PROBLEM STATEMENT: In the stock plan passage, what annual deduction limit does Section 162(m) set for compensation paid to covered employees?

---- TEXT PASSAGE

Termination of Employment and Change of Control. Except as otherwise provided in the applicable incentive agreement, if a participant’s employment or other service with us (or our subsidiaries) is terminated other than due to his death, Disability, Retirement or for Cause (each capitalized term being defined in the Amended and Restated Plan), his then exercisable Options will remain exercisable until the earlier of (a) the expiration date of such Options and (b) three months after termination. If his termination is due to Disability or death, his then exercisable Options will remain exercisable until the earlier of (a) the expiration date of such options and (b) one year following termination. On retirement, his then exercisable until the earlier of (1) the date set forth in the incentive agreement or (2) six months following his termination (for ISOs, three months). On a termination for Cause, all his Options will expire at the termination date unless otherwise provided in the incentive agreement.
 
Upon a Change in Control affecting us, any restrictions on restricted stock and other stock-based awards will be deemed satisfied, all outstanding Options and SARs may become immediately exercisable and all the performance shares and units and any other stock-based awards may become fully vested and deemed earned in full, at the discretion of the Compensation Committee. These provisions could in some circumstances have the effect of an “anti-takeover” defense because, as a result of these provisions, a Change in Control affecting us could be more difficult or costly.
 
Incentive Awards Transferable. Incentive Awards generally may not be assigned, sold or otherwise transferred by a participant, other than by will or by the laws of descent and distribution, or be subject to any lien, assignment or charge, as determined by the Compensation Committee.
 
Amendment and Termination. Our Board of Directors may amend or terminate the Amended and Restated Plan at any time. However, the Amended and Restated Plan may not be amended, without stockholder approval, if the amendment would have the following effects:
 
  •  Increase the number of shares of Common Stock which may be issued under the Amended and Restated Plan, except in connection with a recapitalization of the Common Stock;
 
  •  Amend the eligibility requirements for employees to purchase Common Stock under the Amended and Restated Plan; or
 
  •  Extend the term of the Amended and Restated Plan.
 
Without a participant’s written consent, no termination or amendment of the Amended and Restated Plan shall adversely affect in any material way any outstanding award granted to a participant.
 
Federal Income Tax Consequences
 
Section 162(m) of the Code limits publicly-held companies such as the Company to an annual deduction for federal income tax purposes of $1 million for compensation paid to their covered employees. However, performance-based compensation is excluded from this limitation. The Amended and Restated Plan is designed to permit the Compensation Committee to grant options that qualify as performance-based for purposes of satisfying the conditions of Section 162(m).

--------
---- RECORDED DATA

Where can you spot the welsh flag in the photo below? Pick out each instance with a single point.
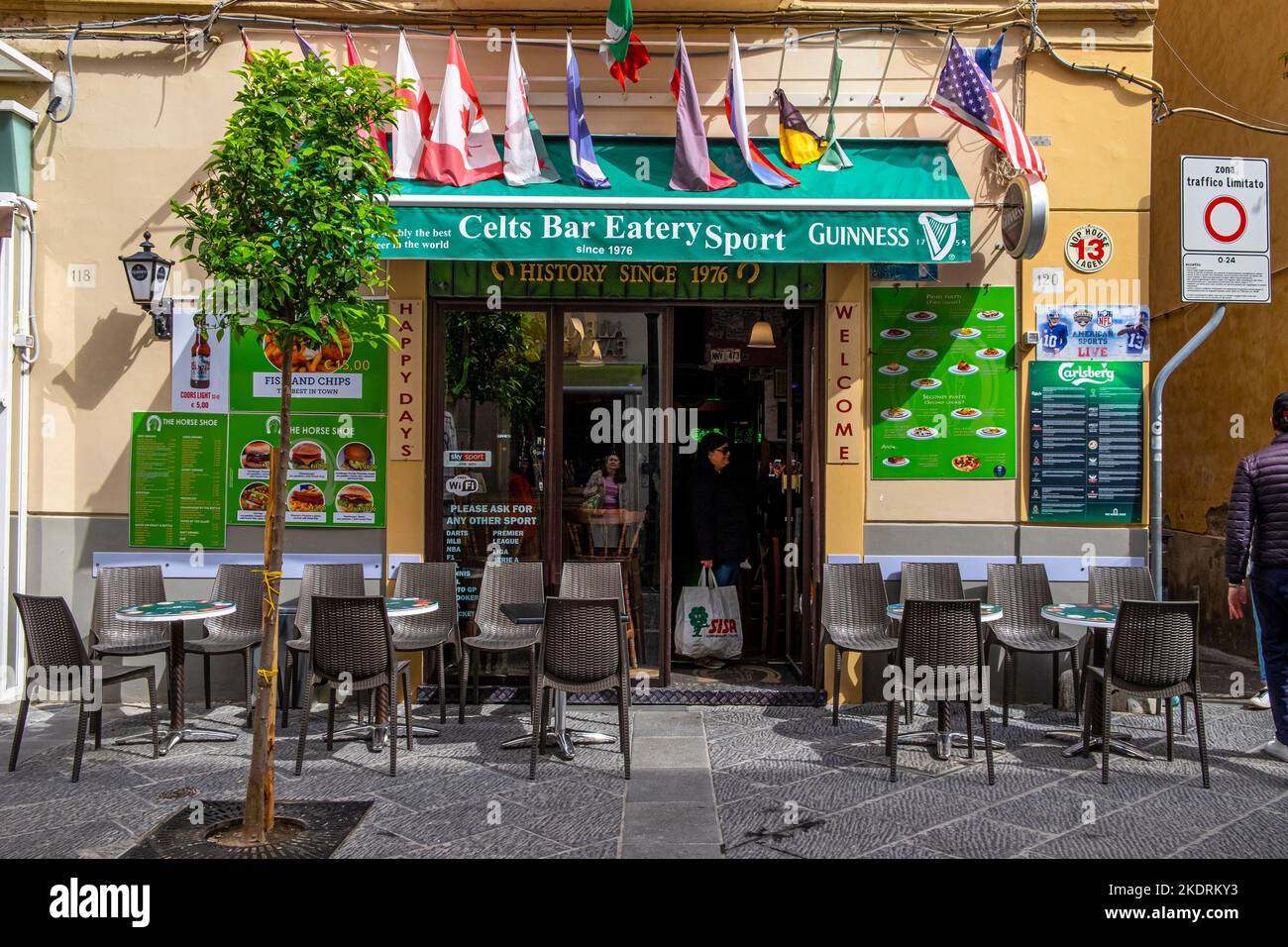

--------

THE ANSWER: $1 million per year for federal income tax purposes.